#### Reading passage ####

We need this information to make recommendations and to guide future research.

Why did we do it?

  • Research shows that neurodivergent people are excluded from work. Many experience difficulties finding or remaining in work because workplaces do not easily accommodate different needs;
  • People who are neurodiverse often have unmet sensory needs in the workplace. This means that sounds, lights, the touch/feeling of things, or other people’s closeness can be too much. This can affect their health and work ability, with people commonly reporting headaches, feeling dizzy or sick;
  • We need to know how to make workplaces healthy and productive environments for neurodiverse workers and what types of physical helpers are best;
  • There is guidance from charities and advisory groups listing different physical helpers;
  • Workplace design companies also offer various creative physical helpers, but they don’t say if these actually work. Little is known about how these helpers are tried and tested.

What did we do specifically?

We did a systematic review of the research evidence. A systematic review follows very specific rules and steps in order to find studies and make sense of their findings. By using this method, we developed a picture of all the available research in a specific area;

We looked for any studies that considered at least one physical helper used in an office. We included studies if this helper had anything to do with:

  • how well people felt at work (health/well-being)
  • how well people were able to work (performance)
  • the extent to which people found it easier to stay in work (occupational longevity).

We searched academic literature and guidance documents from charities or advisory groups and:

  • found 319 studies connected with our research topic/question. Of these, only 20 studies mentioned our particular focus;
  • confirmed how trustworthy the results of the studies are. We rated the quality of their research design and reporting of information;
  • grouped all the physical helpers and their positive effects to see at a glance what types have what kind of effect.

#### Excerpted data ####

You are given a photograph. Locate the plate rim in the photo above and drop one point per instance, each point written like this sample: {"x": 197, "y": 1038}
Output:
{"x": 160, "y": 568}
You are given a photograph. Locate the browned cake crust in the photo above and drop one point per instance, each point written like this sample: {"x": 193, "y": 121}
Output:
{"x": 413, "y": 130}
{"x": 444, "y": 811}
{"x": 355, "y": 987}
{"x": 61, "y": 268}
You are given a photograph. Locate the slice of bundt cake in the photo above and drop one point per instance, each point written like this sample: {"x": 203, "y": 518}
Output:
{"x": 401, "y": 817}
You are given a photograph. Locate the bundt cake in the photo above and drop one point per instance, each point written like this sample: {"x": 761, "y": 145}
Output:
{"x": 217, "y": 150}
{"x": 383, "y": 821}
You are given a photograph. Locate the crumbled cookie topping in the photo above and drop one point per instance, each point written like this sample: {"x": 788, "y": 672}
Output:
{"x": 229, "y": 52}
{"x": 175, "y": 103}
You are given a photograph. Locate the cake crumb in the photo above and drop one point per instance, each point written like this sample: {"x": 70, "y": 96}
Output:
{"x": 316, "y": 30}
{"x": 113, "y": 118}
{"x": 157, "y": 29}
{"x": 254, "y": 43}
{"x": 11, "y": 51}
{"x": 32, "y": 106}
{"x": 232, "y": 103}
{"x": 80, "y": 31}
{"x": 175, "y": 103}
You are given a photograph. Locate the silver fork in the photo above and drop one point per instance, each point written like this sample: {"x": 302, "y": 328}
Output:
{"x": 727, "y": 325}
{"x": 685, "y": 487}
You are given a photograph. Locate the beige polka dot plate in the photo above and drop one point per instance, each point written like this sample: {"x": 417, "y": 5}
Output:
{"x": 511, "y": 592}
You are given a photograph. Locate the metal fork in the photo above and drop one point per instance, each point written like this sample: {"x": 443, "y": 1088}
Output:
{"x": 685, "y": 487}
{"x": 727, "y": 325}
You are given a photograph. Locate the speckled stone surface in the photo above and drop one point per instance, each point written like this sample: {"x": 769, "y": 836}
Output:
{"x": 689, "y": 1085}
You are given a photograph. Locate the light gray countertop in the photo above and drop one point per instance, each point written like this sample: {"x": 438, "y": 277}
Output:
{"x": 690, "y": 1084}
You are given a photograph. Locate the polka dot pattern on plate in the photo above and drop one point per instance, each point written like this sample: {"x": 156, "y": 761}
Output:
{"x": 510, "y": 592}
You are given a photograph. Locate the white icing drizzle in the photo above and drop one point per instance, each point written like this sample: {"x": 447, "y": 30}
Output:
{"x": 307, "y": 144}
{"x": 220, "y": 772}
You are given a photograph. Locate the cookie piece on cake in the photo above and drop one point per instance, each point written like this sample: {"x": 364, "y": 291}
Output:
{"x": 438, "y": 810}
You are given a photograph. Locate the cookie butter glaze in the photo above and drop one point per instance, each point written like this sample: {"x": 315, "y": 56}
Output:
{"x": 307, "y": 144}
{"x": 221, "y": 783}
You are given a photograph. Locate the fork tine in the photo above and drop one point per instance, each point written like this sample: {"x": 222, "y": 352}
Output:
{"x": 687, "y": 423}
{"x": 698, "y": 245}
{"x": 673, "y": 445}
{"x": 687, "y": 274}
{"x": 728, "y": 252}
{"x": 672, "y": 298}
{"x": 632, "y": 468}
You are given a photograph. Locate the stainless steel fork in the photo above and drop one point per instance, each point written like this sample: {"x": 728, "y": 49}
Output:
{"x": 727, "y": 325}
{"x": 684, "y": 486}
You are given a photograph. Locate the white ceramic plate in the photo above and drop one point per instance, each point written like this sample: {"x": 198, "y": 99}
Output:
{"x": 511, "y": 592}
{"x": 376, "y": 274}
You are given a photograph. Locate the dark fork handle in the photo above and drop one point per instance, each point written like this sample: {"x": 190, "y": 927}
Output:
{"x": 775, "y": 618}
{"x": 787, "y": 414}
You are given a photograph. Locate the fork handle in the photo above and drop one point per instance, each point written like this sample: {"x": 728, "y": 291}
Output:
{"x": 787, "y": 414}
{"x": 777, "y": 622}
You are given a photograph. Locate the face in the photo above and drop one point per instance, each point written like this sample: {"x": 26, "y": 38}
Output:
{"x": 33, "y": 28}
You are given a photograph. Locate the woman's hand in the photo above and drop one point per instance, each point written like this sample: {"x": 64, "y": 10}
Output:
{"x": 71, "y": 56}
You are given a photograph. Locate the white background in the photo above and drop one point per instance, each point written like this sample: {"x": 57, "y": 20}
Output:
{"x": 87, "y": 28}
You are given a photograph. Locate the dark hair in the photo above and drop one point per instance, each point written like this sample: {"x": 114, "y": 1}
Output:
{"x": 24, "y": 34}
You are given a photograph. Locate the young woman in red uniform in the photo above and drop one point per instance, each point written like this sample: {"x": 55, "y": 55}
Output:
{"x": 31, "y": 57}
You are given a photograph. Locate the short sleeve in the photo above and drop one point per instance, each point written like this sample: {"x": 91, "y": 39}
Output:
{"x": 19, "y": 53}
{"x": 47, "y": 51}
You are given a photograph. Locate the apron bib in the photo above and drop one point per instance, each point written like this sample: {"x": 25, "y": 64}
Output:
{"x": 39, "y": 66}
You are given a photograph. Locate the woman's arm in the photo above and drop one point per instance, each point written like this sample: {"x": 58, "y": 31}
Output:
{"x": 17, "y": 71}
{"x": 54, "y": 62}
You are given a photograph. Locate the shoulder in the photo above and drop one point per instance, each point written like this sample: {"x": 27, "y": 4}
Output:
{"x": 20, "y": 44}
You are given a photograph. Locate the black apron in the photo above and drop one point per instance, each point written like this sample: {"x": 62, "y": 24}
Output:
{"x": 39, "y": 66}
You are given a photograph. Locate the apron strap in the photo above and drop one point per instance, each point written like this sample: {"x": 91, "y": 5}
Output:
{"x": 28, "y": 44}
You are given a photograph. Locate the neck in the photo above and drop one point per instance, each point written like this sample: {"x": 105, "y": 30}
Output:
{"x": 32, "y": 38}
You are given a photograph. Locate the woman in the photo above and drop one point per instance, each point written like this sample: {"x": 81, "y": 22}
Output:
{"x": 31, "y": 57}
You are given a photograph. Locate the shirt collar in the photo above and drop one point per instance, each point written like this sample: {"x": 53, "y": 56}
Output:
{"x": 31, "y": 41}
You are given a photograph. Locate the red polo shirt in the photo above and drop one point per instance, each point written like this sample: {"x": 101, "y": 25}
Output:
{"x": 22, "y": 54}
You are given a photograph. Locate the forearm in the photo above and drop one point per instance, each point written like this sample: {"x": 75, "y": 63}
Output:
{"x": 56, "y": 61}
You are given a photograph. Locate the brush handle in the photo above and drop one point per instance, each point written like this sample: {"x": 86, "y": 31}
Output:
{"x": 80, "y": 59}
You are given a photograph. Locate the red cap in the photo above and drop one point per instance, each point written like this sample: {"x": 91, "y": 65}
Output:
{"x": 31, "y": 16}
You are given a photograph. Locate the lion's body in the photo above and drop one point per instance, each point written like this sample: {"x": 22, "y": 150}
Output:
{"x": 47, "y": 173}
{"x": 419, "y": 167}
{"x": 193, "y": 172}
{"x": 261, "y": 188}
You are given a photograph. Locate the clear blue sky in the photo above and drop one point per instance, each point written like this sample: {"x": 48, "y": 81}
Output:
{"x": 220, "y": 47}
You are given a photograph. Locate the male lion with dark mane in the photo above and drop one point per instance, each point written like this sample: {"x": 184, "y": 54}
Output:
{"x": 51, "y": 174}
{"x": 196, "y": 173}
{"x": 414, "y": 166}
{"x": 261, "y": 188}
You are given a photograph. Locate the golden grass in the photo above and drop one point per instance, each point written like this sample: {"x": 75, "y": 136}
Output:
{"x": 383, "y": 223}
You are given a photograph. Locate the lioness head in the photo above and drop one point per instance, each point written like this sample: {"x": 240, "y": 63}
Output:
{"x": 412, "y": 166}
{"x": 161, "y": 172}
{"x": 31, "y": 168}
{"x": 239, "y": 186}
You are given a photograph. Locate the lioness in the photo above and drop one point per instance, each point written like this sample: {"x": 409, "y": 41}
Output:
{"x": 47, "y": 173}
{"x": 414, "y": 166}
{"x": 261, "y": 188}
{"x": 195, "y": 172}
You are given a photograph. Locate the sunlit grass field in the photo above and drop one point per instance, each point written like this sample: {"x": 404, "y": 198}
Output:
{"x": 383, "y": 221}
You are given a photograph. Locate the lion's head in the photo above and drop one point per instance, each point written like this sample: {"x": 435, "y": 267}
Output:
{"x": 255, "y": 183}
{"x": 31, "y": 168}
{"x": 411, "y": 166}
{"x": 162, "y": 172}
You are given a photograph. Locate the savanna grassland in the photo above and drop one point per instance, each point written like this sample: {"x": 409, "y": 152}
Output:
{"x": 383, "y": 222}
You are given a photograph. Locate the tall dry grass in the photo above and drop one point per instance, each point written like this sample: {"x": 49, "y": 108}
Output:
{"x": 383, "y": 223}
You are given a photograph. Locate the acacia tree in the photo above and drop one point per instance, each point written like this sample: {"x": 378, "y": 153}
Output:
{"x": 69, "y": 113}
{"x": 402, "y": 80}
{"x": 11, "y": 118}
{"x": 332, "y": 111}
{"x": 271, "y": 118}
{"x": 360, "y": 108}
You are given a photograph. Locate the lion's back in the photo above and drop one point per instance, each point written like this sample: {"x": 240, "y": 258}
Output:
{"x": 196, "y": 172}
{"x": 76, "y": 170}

####

● **Parts of the exercise**
#1 Set down everything in the workplace review summary from "We looked for" down to "at work (health/well-being)", word for word.
#2 Take the workplace review summary further, starting right after its last sentence.

● **Results by task**
#1
We looked for any studies that considered at least one physical helper used in an office. We included studies if this helper had anything to do with:

  • how well people felt at work (health/well-being)

#2
What have we found out?

  • Few studies say anything concrete about links between these physical helpers and improved well-being, work ability or staying in a job;
  • Many studies are based on interviews asking people about experience, rather than testing over time to see if physical helpers make a difference;
  • No studies focused specifically on physical helpers. This means that studies only mentioned physical helpers if participants did so;
  • Some studies report general helpful office adjustments such as altering light or desk placement (if available);
  • No studies used strong, reliable research methods, meaning other researchers cannot test their findings by recreating them. Without robust studies, we cannot say anything about cause and effect;
  • So far, we can mostly say that study participants believed that some helpers contributed to a good experience but we have no evidence that they actually work.

Why is this important?

  • We urgently need more and better research;
  • Neurodivergent workers are likely to be better able to access helpers if there is evidence that shows they make a difference;
  • Organisations might be spending money on helpers which don’t help;
  • Charity and other guidelines should acknowledge the evidence base for the accommodations they recommend so that people are aware of the basis for this advice;
  • Developing a specification for return of investment would help researchers and organisations gather more data to inform our understanding of what works, for whom and when.